(Your objective): Convert the data from the line containing "Please trace the outline of every instance of the italian" through the line containing "281], [703, 222]]" into a Markdown table with the columns Row and Line, numbering each row and leaving out blank lines. Stop after the line with "281], [703, 222]]".

(Data supplied):
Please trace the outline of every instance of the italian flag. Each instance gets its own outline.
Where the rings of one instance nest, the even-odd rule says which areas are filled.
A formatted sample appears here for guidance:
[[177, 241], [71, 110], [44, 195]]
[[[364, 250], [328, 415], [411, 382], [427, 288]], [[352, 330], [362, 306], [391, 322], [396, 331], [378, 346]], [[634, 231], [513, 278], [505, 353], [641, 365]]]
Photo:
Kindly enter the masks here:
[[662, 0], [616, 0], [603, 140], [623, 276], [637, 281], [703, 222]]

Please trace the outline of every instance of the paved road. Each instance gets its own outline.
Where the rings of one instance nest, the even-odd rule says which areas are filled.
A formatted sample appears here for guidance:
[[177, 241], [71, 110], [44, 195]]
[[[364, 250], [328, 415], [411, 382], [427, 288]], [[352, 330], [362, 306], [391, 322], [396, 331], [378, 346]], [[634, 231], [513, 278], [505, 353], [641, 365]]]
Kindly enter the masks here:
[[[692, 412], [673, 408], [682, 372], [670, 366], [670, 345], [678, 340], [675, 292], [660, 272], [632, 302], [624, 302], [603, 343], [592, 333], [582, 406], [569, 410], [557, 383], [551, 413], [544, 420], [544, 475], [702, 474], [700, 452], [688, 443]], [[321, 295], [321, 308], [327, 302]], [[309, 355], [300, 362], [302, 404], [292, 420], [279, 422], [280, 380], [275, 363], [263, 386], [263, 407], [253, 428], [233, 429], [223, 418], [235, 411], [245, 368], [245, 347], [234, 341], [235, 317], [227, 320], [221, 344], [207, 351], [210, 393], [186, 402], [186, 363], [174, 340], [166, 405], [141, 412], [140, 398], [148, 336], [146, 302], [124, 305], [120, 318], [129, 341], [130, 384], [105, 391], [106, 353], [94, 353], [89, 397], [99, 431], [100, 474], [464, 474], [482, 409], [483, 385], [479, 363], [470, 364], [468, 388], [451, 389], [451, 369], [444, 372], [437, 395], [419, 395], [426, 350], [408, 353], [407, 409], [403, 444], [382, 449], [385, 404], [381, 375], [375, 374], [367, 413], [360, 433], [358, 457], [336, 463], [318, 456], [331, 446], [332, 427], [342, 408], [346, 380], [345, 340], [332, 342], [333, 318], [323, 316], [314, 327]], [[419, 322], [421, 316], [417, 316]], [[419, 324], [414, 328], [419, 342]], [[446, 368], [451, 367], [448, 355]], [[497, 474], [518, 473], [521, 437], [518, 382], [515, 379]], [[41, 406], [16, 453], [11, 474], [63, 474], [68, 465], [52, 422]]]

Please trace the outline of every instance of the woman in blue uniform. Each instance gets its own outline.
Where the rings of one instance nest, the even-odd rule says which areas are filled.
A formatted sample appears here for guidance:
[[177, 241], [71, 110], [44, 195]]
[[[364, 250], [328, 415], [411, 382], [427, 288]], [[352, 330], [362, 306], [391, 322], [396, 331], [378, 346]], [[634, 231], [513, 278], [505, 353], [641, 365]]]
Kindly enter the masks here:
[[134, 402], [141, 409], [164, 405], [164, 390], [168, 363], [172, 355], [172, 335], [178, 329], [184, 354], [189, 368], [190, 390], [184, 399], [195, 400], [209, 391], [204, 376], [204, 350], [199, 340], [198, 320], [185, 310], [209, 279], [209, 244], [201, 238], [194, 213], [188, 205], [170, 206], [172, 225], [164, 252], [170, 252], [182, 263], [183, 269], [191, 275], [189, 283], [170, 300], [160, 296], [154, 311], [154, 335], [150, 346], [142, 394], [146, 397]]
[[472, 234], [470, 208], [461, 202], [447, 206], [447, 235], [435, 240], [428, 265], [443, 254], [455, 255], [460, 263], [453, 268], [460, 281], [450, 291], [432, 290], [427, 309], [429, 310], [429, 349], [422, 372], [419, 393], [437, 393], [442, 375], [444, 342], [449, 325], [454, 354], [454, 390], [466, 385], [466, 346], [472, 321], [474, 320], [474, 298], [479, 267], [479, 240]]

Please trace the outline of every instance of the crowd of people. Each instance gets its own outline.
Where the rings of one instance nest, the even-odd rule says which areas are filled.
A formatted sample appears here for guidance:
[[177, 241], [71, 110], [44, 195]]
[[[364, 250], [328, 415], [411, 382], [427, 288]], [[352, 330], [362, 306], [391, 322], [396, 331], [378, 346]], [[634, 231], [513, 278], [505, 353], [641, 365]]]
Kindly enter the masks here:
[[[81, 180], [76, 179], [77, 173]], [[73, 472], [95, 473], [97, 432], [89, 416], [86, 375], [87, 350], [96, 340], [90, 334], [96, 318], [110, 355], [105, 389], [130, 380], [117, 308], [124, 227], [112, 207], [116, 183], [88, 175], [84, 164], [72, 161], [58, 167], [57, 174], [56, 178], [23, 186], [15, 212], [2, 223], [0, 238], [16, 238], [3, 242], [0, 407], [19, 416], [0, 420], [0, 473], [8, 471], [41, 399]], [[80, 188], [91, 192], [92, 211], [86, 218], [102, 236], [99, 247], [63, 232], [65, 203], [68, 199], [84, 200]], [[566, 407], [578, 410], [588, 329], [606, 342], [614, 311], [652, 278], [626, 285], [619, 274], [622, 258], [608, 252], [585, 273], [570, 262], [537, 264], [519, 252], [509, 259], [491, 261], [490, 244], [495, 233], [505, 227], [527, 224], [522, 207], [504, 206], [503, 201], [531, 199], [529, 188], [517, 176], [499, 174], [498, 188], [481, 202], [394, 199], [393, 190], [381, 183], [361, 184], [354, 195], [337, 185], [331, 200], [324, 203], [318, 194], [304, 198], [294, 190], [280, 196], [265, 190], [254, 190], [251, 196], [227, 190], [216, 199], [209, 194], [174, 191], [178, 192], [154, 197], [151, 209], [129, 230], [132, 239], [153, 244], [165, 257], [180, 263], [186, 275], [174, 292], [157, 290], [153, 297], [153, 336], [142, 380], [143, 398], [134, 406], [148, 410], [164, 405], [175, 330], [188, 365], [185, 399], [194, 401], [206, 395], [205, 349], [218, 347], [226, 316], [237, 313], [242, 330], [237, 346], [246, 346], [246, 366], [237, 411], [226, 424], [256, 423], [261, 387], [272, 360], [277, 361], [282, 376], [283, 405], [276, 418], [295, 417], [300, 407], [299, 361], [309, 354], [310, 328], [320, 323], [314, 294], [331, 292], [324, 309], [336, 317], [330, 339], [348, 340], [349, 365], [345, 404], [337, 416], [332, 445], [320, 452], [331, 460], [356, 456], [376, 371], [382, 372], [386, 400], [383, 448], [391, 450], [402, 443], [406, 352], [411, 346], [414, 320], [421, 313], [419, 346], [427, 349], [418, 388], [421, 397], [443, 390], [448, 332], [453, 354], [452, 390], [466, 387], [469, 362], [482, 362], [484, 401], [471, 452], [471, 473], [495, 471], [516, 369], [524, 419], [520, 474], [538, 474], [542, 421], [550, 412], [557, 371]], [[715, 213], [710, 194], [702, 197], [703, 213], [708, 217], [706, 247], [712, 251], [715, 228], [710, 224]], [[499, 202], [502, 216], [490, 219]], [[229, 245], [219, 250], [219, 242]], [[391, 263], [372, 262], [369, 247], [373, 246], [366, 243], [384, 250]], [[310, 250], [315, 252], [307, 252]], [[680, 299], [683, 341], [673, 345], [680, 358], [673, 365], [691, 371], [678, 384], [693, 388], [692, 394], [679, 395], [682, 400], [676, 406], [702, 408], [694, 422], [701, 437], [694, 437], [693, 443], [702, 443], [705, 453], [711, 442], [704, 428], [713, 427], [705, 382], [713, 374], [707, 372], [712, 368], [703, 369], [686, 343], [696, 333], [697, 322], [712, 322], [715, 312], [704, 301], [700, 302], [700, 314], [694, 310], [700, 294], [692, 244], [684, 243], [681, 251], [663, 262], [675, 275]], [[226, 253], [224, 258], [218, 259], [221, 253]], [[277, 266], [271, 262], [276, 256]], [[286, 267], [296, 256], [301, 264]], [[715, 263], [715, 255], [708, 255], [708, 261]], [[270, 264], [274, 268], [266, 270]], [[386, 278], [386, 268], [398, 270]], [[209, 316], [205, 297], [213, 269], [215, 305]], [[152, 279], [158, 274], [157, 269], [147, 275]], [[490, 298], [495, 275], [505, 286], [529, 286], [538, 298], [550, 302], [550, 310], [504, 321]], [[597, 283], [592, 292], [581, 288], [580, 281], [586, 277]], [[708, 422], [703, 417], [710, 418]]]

...

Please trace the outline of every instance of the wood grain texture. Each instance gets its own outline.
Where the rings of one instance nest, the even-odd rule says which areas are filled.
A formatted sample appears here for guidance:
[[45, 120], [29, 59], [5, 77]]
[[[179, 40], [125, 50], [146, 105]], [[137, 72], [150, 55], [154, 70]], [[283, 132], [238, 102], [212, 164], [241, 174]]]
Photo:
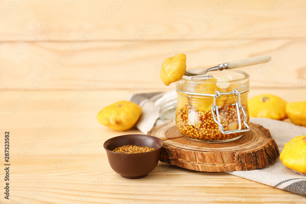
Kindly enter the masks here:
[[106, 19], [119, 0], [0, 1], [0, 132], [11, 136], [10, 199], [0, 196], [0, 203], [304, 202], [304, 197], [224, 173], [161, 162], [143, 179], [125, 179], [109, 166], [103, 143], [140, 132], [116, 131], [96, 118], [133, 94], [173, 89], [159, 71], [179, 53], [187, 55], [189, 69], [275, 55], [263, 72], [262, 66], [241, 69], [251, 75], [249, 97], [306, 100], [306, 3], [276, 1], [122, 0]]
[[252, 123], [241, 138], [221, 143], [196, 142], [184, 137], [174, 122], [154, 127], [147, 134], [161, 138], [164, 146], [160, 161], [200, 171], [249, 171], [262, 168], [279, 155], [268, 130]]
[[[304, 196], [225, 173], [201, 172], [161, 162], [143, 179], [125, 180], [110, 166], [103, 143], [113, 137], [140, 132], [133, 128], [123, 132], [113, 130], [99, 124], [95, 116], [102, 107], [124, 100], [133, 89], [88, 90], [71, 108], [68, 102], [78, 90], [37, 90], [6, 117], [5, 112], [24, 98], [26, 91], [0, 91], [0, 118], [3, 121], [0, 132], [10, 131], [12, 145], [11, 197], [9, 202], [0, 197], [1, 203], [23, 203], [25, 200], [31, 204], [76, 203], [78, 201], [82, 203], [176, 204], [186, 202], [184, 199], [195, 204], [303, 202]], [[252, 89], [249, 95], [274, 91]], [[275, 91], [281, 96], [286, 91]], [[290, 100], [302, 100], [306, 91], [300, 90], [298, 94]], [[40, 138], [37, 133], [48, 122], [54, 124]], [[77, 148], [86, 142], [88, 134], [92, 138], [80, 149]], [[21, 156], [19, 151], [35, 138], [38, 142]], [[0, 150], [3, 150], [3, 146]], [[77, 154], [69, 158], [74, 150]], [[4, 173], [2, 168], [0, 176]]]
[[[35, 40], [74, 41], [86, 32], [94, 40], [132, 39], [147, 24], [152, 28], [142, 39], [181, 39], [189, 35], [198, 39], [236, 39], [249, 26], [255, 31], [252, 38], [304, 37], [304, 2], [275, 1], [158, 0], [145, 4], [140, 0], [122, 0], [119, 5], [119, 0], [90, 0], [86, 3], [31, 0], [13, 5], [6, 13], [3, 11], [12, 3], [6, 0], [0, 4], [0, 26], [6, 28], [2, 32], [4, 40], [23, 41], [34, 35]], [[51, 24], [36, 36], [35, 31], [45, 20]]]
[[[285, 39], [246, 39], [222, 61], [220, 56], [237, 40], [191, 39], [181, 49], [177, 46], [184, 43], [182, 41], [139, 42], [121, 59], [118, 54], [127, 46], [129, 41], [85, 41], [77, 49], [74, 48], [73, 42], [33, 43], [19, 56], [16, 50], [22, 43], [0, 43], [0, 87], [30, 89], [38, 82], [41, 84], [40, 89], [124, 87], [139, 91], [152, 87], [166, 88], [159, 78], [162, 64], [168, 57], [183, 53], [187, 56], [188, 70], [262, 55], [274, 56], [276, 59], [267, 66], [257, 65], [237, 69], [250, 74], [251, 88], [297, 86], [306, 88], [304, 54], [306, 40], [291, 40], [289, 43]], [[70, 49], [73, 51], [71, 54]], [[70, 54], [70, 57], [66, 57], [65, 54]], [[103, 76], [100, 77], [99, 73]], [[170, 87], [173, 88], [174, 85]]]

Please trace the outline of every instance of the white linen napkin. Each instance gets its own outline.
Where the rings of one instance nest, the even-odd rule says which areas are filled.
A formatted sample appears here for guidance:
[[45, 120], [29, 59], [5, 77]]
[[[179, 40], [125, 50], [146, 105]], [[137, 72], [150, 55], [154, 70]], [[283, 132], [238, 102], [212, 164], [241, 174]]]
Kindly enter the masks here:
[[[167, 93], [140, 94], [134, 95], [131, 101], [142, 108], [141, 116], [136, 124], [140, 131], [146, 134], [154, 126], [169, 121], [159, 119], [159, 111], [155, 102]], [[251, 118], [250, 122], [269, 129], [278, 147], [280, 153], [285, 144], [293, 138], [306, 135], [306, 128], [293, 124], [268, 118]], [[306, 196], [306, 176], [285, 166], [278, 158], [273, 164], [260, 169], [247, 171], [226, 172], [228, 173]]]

==

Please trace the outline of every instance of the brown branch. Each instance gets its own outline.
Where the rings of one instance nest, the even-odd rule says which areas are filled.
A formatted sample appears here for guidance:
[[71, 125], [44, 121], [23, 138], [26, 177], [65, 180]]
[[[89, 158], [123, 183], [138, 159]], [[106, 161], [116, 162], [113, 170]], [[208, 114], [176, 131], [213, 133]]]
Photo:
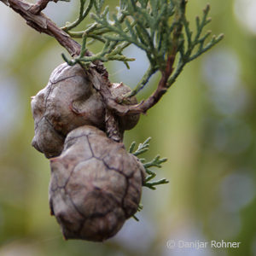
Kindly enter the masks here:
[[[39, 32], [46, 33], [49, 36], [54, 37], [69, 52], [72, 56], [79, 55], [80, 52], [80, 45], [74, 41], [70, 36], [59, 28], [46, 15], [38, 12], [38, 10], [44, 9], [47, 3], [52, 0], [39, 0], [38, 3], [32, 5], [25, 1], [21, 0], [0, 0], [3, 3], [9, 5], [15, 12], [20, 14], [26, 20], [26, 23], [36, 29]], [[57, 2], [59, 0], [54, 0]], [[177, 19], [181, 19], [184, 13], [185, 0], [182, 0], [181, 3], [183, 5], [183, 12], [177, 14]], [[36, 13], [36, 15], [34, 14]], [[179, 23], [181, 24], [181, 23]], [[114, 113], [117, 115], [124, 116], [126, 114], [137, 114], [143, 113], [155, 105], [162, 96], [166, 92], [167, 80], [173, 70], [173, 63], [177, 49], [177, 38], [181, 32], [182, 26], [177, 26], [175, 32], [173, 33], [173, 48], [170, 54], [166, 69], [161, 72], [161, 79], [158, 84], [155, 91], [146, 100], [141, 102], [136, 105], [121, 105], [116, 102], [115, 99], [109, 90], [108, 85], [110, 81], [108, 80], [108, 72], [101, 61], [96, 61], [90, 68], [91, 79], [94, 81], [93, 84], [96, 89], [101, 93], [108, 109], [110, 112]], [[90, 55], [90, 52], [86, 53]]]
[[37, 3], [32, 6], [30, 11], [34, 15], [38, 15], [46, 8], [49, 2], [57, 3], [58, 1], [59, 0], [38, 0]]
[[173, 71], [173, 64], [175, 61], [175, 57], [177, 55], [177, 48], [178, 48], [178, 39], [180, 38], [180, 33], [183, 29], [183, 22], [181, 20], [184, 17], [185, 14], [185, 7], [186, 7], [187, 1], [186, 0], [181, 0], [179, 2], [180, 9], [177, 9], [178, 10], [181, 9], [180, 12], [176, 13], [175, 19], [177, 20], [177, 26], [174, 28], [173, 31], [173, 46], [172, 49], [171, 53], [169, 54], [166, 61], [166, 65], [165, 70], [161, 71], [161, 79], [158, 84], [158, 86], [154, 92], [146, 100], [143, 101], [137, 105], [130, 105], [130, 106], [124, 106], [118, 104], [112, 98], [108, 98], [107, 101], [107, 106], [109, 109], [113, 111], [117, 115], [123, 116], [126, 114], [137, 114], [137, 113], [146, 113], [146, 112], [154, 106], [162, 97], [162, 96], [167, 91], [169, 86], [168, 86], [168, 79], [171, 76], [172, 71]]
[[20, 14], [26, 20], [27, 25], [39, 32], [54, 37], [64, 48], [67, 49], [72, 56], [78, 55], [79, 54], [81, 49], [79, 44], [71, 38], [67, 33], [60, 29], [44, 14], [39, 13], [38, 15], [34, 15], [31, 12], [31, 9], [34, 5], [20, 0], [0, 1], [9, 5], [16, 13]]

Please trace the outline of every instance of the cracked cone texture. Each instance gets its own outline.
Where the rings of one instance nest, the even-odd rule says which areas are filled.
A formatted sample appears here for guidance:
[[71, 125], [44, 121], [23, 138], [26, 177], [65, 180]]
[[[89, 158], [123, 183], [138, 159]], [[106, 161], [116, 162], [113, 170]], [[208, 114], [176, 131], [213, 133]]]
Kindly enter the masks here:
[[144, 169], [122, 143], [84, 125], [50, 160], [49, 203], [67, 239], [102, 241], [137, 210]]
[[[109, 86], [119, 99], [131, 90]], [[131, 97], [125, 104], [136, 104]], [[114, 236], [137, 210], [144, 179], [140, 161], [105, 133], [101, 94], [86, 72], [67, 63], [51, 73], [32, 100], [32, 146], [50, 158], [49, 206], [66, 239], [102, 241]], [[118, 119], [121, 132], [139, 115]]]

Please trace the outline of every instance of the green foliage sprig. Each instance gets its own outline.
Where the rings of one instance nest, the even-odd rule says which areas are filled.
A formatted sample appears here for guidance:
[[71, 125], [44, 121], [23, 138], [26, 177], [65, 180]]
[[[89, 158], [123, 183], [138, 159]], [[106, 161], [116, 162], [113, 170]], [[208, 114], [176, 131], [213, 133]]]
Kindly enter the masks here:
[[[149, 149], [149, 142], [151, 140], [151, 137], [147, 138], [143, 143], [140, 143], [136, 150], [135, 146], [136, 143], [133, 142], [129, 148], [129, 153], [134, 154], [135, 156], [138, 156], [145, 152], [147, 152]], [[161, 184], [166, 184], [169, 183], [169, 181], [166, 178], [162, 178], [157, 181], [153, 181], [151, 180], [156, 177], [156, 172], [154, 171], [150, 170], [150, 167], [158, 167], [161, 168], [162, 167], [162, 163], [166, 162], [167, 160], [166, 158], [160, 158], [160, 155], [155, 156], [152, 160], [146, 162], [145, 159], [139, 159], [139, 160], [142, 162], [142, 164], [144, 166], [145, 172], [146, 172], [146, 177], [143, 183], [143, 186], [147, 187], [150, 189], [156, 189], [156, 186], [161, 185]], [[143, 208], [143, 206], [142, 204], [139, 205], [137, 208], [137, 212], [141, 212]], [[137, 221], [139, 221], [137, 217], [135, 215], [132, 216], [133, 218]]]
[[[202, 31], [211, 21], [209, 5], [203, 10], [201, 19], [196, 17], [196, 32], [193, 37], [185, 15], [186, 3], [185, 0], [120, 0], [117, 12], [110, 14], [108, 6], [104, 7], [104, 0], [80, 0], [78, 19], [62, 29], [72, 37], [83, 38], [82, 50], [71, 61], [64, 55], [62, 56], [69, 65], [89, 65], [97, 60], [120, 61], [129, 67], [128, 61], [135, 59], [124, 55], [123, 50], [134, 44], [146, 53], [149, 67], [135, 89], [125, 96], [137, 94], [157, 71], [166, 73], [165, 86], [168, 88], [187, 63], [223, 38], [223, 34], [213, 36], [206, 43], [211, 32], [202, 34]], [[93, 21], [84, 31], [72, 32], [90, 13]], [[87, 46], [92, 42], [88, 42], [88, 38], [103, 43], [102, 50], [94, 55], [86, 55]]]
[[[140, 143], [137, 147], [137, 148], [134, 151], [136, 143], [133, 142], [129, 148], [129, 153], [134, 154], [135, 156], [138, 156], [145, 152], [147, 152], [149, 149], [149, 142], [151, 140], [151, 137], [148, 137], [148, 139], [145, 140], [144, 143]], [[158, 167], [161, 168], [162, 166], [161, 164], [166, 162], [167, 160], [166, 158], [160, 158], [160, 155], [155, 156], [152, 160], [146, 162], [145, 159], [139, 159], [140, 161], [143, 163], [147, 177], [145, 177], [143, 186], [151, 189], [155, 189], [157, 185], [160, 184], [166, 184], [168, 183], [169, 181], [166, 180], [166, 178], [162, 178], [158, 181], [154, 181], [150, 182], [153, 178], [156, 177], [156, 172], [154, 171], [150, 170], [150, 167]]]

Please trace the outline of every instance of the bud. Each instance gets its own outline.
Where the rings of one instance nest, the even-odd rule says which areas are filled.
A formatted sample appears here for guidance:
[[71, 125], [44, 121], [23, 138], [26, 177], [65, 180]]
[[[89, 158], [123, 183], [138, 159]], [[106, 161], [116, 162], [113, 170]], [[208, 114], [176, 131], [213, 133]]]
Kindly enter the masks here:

(Reply):
| Row | Line |
|---|---|
| 1 | Please trace the outline of every instance of the italian flag. Each instance gets its own outline. |
| 2 | Where the rings of one instance nest, the even-odd rule says which areas are filled. |
| 3 | A formatted sample appears here for guidance: |
| 4 | [[177, 241], [71, 110], [44, 195]] |
| 5 | [[[364, 250], [328, 415], [411, 382], [427, 288]], [[352, 330], [362, 306], [391, 322], [396, 331], [378, 346]], [[634, 231], [513, 278], [505, 353], [641, 365]]] |
| 6 | Photo: |
| 7 | Kindly enter the masks here: |
| 8 | [[662, 0], [616, 0], [603, 140], [623, 276], [637, 281], [703, 222]] |